● TASK DIRECTIONS:
Drop every image, then reproduce the data exactly as given.

*** Opening of RAW DATA ***

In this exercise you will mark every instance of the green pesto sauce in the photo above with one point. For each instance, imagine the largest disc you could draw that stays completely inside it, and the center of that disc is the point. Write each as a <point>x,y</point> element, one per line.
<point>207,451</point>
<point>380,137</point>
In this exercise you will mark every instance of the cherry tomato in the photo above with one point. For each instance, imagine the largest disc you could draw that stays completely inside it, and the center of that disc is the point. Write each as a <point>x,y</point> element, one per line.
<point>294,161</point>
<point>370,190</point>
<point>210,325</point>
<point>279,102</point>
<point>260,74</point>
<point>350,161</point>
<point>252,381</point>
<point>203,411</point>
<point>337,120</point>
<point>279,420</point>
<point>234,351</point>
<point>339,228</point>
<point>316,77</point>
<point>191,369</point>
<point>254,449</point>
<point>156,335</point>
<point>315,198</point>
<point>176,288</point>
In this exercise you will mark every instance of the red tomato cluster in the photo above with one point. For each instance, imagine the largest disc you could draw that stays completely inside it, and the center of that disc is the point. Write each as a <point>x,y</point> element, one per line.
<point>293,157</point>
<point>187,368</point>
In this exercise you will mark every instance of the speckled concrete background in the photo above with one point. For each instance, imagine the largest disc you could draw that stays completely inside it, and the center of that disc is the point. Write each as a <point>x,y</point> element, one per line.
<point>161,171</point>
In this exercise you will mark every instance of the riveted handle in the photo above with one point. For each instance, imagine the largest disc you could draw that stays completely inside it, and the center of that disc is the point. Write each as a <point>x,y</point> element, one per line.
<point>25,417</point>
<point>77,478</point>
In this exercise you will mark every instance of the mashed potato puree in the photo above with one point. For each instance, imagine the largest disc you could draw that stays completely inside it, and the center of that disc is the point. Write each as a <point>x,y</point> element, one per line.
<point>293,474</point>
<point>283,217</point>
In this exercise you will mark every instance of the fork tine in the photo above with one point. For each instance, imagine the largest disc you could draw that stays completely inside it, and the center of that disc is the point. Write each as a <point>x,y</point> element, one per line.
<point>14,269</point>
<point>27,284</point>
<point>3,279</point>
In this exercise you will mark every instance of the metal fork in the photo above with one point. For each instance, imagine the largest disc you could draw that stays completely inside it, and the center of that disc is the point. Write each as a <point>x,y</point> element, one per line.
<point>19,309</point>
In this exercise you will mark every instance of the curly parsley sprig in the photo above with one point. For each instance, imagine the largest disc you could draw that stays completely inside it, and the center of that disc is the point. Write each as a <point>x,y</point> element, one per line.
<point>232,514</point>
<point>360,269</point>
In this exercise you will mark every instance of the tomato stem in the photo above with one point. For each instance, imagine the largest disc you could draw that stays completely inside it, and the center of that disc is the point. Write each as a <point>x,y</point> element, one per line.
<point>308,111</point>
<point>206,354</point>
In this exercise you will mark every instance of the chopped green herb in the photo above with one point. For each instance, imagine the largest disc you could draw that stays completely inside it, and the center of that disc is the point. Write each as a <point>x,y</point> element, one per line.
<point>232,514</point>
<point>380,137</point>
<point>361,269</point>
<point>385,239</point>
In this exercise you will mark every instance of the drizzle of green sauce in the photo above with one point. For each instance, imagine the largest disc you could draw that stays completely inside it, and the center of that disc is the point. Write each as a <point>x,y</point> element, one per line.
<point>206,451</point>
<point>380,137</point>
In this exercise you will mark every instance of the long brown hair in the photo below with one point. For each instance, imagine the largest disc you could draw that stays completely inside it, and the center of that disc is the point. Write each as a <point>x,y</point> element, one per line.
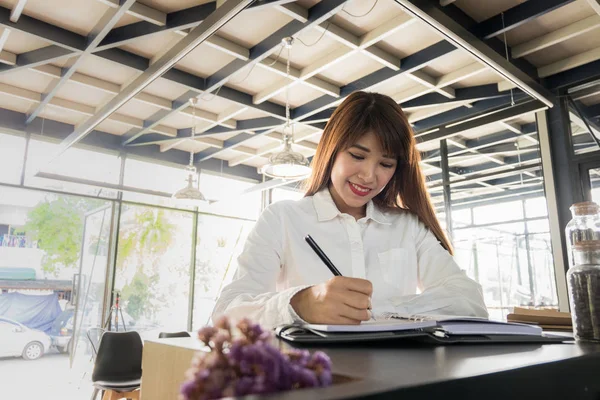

*** Close of RAW DATA ***

● SOLVED EXERCISE:
In this exercise you will mark every instance of the green pesto sauce in the photo above with one point. For each instance, imagine the largest disc you could draw that stays completely inside it, and the center of that disc is the point. Write each as a <point>x,y</point> element, one per line.
<point>207,451</point>
<point>380,137</point>
In this exercise you will mark every instance of the cherry tomato in the photo above with one point. For each instance, imagine the largest disc you could draw that stays completely inside it, and the center of that disc is the point. Write each as a <point>x,y</point> element, one per line.
<point>294,161</point>
<point>370,190</point>
<point>210,325</point>
<point>279,102</point>
<point>260,74</point>
<point>350,161</point>
<point>252,381</point>
<point>203,411</point>
<point>337,120</point>
<point>279,420</point>
<point>234,351</point>
<point>339,228</point>
<point>316,77</point>
<point>191,369</point>
<point>254,449</point>
<point>156,335</point>
<point>315,198</point>
<point>176,288</point>
In this exercise you will mark every instance of the red tomato cluster in the photo above with one point. For each instance, imagine the largest disc you could draw that stays completely inside it, and the center of that disc is the point. Write each as a <point>x,y</point> element, one per line.
<point>293,157</point>
<point>187,368</point>
In this exercise you will mark every instance of the speckled concrete background in the photo above with one point. For each instance, imagine the largest disc you could draw that stays completely inside it, and the center of that disc is the point. Write each as a <point>x,y</point> element, one per line.
<point>161,171</point>
In this exercise you will mark every instance of the riveted handle in the photo above with one point. For each instance, imagine the largest disc you could draw that stays completely inside it, and the center of that disc is the point. Write each as a <point>x,y</point> element, one per line.
<point>25,417</point>
<point>77,478</point>
In this exercise you will mark every instance of the mashed potato puree in the photo above with one point. For each instance, imagine the largest disc you could draw that stays completely inside it, and the center of that disc is the point. Write each as a <point>x,y</point> element, one per line.
<point>293,474</point>
<point>283,217</point>
In this exercise you will mark every instance of the fork tine in the photo above with one point. For each instance, imagine the largest disc you could draw that stays completely inside it, and the center of that disc is the point. Write each as a <point>x,y</point> element, one per line.
<point>14,269</point>
<point>27,284</point>
<point>3,279</point>
In this exercise you will mark every instance of the metal fork in the photo above with one point. For each instance, imagine the largest disc you could draw that stays completely inside it, and the center of that disc is the point. Write each as a <point>x,y</point> element, one per line.
<point>19,309</point>
In this exercise you will mark every instance of the curly parsley sprig in the photo above with one point. For each instance, imagine the largest disc you could draw that stays completely inside it, and the center of that disc is the point. Write each as a <point>x,y</point> element, one per line.
<point>232,514</point>
<point>360,269</point>
In this exercise you will mark every instance of the tomato stem in the photo above with one point. For each instance, imagine the largest disc you could draw that stays completely inside it, and the center of that disc is the point. Write each as a <point>x,y</point> element, one per line.
<point>308,111</point>
<point>206,354</point>
In this exercise you will mark every instance of the chopped green herb in the photo above with one point. For each instance, imagine the largest disc you could draw that stays completely inside it, and the center of that disc is the point. Write each as a <point>x,y</point> element, one per line.
<point>232,514</point>
<point>380,137</point>
<point>361,269</point>
<point>385,239</point>
In this exercise you will mark every instance of the drizzle of green sauce in the photo above with one point. For each instance, imagine the largest disc you could draw that stays completely inside it, and the center of that disc is the point. Write each as a <point>x,y</point> element, one per line.
<point>206,451</point>
<point>380,137</point>
In this exercise you will mark every instance of the long brown hair in the photo below with one point. For each instance, imagine the largest disc you could draw that stays completely inside it, and the center of that disc is the point. Write each as a <point>x,y</point> element, one per line.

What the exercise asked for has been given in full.